**Work task:** A single total is needed, the number of lines of this listing that contain the string "below".

**Exercise input:**
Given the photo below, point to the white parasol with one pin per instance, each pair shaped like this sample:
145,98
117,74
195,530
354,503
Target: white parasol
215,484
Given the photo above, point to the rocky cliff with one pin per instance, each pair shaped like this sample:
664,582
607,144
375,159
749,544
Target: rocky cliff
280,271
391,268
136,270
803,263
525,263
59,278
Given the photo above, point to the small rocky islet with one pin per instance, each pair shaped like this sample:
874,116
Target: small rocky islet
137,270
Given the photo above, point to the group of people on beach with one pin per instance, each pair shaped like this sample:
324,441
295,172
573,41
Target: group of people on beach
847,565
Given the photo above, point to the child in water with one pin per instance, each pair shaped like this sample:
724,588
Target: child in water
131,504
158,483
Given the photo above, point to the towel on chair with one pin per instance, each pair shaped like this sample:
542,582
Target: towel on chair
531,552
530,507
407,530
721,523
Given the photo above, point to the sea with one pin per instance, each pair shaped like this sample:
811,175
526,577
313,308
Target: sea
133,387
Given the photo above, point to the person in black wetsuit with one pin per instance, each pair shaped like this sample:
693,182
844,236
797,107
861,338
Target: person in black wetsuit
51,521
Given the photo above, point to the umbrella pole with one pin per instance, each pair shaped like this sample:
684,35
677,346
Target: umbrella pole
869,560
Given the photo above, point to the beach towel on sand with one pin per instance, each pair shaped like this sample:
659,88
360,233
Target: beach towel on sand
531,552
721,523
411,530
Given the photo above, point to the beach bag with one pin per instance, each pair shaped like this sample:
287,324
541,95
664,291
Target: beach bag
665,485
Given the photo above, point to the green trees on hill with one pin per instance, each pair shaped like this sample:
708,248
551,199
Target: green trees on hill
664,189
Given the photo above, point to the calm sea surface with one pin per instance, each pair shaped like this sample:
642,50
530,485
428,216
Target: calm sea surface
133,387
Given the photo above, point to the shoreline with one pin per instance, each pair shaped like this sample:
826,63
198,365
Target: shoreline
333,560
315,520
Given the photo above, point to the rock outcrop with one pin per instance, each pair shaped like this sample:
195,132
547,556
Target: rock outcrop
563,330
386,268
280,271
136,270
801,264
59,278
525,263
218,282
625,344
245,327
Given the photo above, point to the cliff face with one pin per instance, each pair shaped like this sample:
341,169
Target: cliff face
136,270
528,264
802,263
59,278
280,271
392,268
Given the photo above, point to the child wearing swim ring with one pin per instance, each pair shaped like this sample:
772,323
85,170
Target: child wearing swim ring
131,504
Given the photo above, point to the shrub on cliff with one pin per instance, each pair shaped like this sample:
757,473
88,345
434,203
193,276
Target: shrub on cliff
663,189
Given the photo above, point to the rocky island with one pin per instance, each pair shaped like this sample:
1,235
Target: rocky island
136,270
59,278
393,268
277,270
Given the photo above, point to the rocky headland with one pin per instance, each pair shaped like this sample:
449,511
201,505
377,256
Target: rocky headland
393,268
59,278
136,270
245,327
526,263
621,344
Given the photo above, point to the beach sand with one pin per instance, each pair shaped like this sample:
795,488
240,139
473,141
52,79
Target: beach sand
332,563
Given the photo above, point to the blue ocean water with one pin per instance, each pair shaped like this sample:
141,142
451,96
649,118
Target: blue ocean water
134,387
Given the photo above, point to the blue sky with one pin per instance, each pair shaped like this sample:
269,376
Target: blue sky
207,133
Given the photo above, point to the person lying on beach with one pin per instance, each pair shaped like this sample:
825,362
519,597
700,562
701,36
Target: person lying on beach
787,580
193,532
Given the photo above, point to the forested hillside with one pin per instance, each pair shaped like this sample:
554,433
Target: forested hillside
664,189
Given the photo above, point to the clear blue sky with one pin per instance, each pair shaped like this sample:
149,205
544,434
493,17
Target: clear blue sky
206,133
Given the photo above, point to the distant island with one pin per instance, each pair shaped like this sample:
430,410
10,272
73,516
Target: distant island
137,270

--

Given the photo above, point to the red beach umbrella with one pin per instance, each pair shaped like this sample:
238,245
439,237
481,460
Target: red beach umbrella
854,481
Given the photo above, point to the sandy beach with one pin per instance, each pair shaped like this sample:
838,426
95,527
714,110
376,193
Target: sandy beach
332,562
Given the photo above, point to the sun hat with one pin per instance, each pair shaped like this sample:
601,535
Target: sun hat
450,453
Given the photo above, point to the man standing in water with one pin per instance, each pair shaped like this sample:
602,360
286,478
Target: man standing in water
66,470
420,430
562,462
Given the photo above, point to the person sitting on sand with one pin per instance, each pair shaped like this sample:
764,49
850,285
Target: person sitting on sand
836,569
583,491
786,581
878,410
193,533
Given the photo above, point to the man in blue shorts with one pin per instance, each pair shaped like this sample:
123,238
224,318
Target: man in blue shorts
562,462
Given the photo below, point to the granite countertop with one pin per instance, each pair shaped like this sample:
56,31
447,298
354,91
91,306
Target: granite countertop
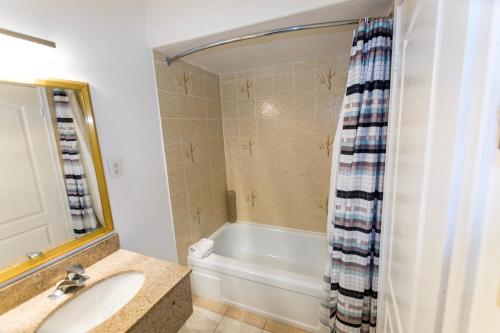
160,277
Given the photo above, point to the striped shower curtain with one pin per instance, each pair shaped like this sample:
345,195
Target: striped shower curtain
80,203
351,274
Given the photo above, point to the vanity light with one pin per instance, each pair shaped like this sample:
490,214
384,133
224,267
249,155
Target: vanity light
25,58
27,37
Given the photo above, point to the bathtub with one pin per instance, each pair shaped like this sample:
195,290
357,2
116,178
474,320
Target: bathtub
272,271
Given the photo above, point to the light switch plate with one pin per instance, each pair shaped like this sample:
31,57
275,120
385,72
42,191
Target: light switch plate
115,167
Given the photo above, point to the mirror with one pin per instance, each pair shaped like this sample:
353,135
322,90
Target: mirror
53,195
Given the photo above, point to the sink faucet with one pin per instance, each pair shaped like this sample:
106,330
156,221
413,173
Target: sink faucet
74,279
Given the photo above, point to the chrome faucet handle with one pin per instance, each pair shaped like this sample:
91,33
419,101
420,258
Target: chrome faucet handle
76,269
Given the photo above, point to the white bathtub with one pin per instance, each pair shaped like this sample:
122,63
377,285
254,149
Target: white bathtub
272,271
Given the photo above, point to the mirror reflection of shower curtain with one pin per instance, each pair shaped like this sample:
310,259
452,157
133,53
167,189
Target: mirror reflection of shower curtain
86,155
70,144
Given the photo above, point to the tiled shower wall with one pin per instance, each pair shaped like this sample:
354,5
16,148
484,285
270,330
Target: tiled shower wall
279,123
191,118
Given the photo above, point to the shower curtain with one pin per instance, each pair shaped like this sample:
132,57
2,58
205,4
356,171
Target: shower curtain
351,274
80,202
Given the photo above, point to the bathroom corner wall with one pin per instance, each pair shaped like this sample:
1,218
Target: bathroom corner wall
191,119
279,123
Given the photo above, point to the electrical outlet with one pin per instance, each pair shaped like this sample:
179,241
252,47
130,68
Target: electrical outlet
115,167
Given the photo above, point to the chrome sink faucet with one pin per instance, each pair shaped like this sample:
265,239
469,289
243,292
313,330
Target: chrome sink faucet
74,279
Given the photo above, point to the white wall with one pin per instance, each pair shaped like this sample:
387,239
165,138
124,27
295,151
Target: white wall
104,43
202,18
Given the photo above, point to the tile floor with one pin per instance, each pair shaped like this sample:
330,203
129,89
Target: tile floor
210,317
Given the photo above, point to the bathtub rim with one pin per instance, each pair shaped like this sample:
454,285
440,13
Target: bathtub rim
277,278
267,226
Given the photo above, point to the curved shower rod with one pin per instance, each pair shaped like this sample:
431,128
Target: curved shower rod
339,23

**Answer for the task:** 2